Can you reproduce the records starting at the line that contains "steering wheel for player-tracking calibration." and ending at the line that contains "[205,320,1000,666]", renaming "broadcast still" to "video frame" throughout and leaving everything else unchanged, with no other lines?

Entries provided:
========
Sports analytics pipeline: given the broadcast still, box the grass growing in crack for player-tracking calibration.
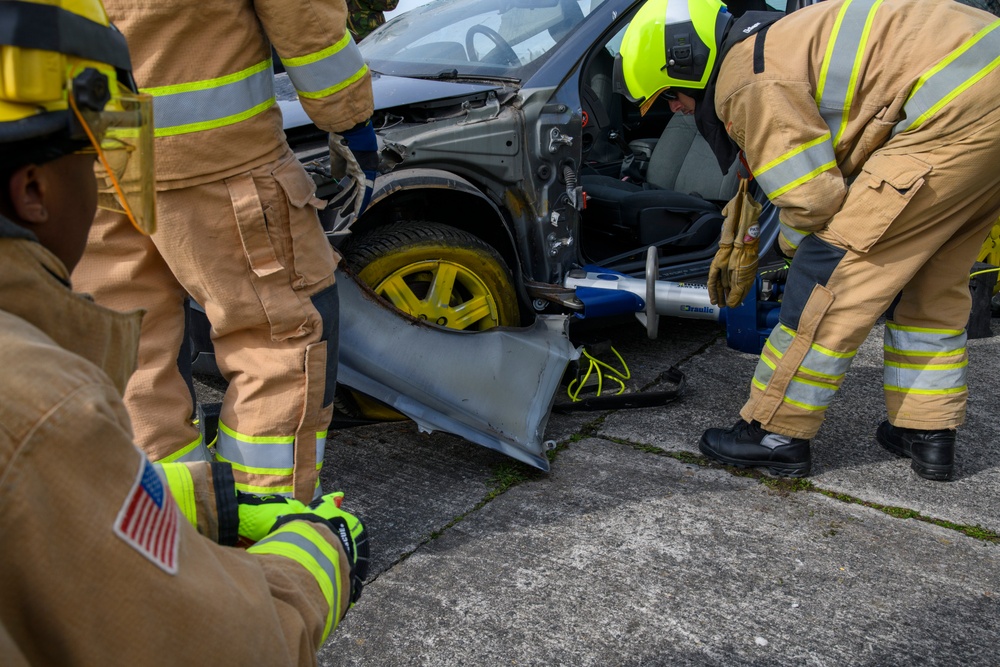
[424,464,544,544]
[716,457,1000,544]
[609,438,1000,544]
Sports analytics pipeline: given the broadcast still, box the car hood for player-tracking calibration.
[274,72,503,130]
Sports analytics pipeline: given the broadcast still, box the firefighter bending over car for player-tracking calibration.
[73,0,377,502]
[616,0,1000,480]
[0,0,368,665]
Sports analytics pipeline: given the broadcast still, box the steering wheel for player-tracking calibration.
[465,24,521,65]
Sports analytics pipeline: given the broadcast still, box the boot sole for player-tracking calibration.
[698,437,812,478]
[875,433,954,482]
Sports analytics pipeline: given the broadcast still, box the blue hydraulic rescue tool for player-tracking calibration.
[564,246,784,354]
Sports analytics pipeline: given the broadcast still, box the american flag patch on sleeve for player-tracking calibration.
[115,457,180,574]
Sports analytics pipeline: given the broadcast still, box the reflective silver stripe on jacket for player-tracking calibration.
[892,21,1000,136]
[143,60,275,137]
[281,33,366,97]
[754,134,837,200]
[247,524,340,638]
[816,0,882,147]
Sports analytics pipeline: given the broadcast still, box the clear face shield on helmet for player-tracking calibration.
[69,69,156,236]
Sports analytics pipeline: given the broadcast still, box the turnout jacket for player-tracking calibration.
[104,0,373,189]
[714,0,1000,248]
[0,216,350,667]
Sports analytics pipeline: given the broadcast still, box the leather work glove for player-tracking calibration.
[272,491,370,607]
[708,185,743,307]
[726,180,761,308]
[330,119,378,226]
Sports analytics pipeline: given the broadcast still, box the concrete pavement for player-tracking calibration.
[205,320,1000,666]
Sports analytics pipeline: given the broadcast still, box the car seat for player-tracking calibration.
[580,47,624,165]
[581,113,739,254]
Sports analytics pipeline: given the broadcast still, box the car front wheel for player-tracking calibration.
[344,222,519,331]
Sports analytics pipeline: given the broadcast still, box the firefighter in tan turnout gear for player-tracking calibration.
[0,0,367,666]
[617,0,1000,480]
[73,0,377,501]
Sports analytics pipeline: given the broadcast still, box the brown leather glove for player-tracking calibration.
[726,179,761,308]
[708,193,739,307]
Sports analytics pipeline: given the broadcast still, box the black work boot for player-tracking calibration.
[698,419,812,477]
[875,421,955,481]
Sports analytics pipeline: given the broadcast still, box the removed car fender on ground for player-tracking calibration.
[337,270,580,471]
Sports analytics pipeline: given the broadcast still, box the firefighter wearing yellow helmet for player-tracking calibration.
[73,0,377,501]
[616,0,1000,480]
[0,0,367,665]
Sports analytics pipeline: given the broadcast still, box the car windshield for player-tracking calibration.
[360,0,605,79]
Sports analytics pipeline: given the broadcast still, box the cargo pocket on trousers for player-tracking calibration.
[225,172,306,340]
[271,155,337,289]
[826,154,931,253]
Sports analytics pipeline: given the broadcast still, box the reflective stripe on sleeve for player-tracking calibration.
[892,21,1000,136]
[816,0,882,147]
[247,521,340,649]
[281,33,368,99]
[141,59,275,137]
[754,133,837,200]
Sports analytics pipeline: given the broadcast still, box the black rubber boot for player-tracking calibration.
[698,419,812,477]
[875,421,955,481]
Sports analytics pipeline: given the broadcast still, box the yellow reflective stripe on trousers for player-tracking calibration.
[883,322,968,357]
[816,0,882,147]
[753,324,857,411]
[160,435,208,463]
[215,420,328,477]
[215,419,295,477]
[281,33,368,99]
[754,132,837,199]
[892,21,1000,136]
[153,461,198,528]
[247,521,340,649]
[882,322,969,395]
[141,59,275,137]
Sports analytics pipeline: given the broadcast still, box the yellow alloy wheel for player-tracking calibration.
[347,222,519,331]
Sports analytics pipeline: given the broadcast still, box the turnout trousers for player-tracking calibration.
[740,108,1000,438]
[73,151,338,502]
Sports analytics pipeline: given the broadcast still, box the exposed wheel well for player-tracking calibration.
[337,185,520,280]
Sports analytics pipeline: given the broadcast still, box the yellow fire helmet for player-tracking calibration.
[614,0,732,114]
[0,0,156,234]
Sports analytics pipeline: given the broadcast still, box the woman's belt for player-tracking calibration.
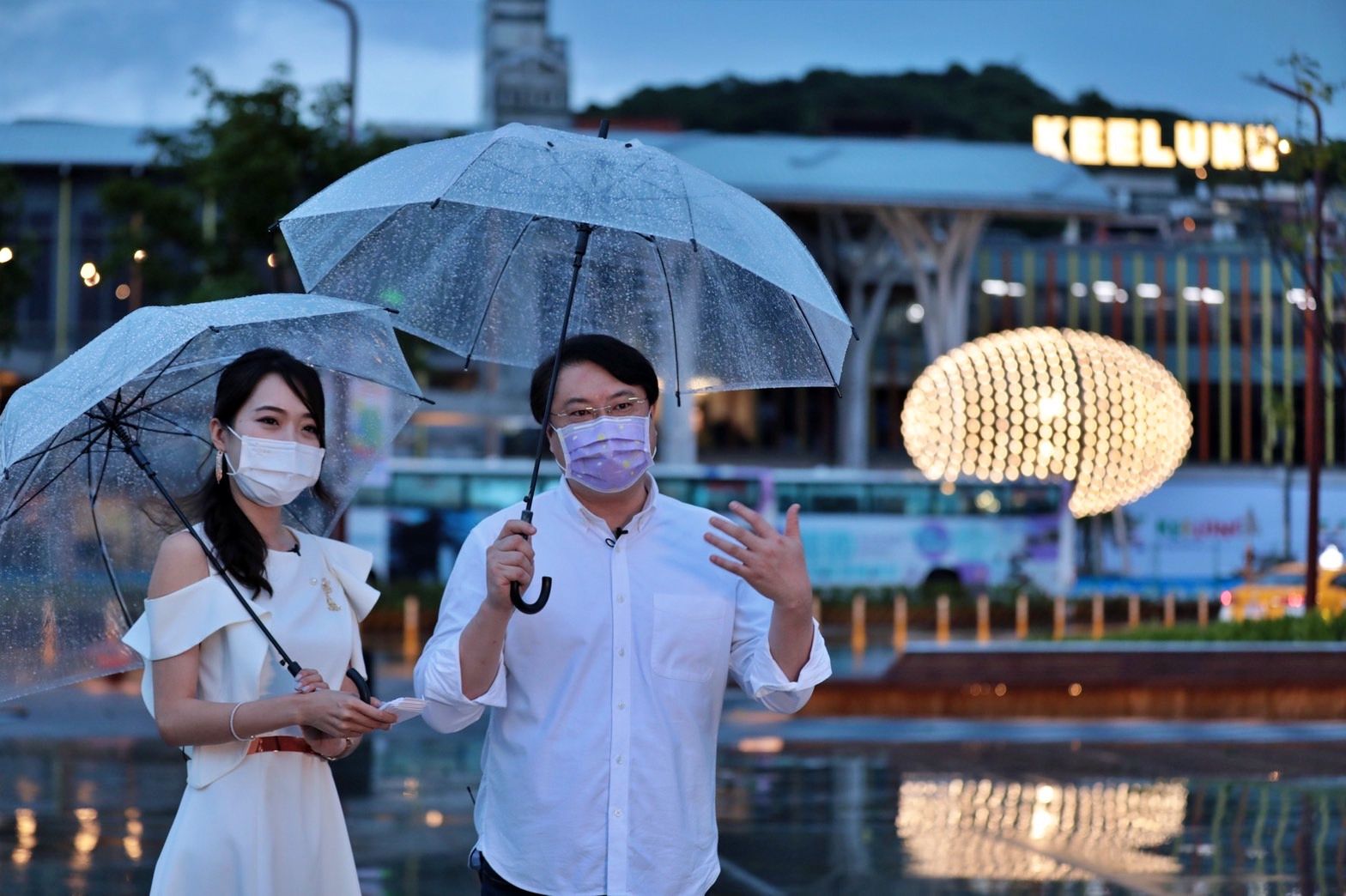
========
The answer:
Sports analytics pipeline: given the video frame, box the steering wheel for player-tracking calibration.
[465,24,521,65]
Sports analytics pipeline: given the video frame, box the boot sole for player-tracking calibration.
[698,437,812,478]
[875,433,954,482]
Sports analytics pipeline: given the video frame, box the blue hydraulic rescue tool for player-tracking calibration.
[564,246,784,354]
Sports analytics pipeline: given the video frame, box the american flag patch on sleeve for player-tracking calibration.
[115,457,180,574]
Sports analytics pipeline: given the video frame, box the reflective silver stripe on jacket for player-tracking calibration.
[892,21,1000,136]
[143,60,275,137]
[281,33,366,97]
[754,134,837,200]
[247,524,340,638]
[816,0,882,147]
Sports analytics pipeline: given the video frame, box the clear face shield on helmet for player-tracking calibration.
[69,69,156,236]
Sports analytics pipeline: given the video frame, box the turnout jacket for player-tracking calibration.
[104,0,373,189]
[714,0,1000,248]
[0,216,350,667]
Sports analytics pipeline: given the video frame, box the leather work glove for player-tracking calibration.
[272,491,370,607]
[708,185,743,307]
[726,180,761,308]
[330,119,378,226]
Sports analytics pipeline: given the video frame, box the concrete pavement for player-tracking calibration.
[205,320,1000,666]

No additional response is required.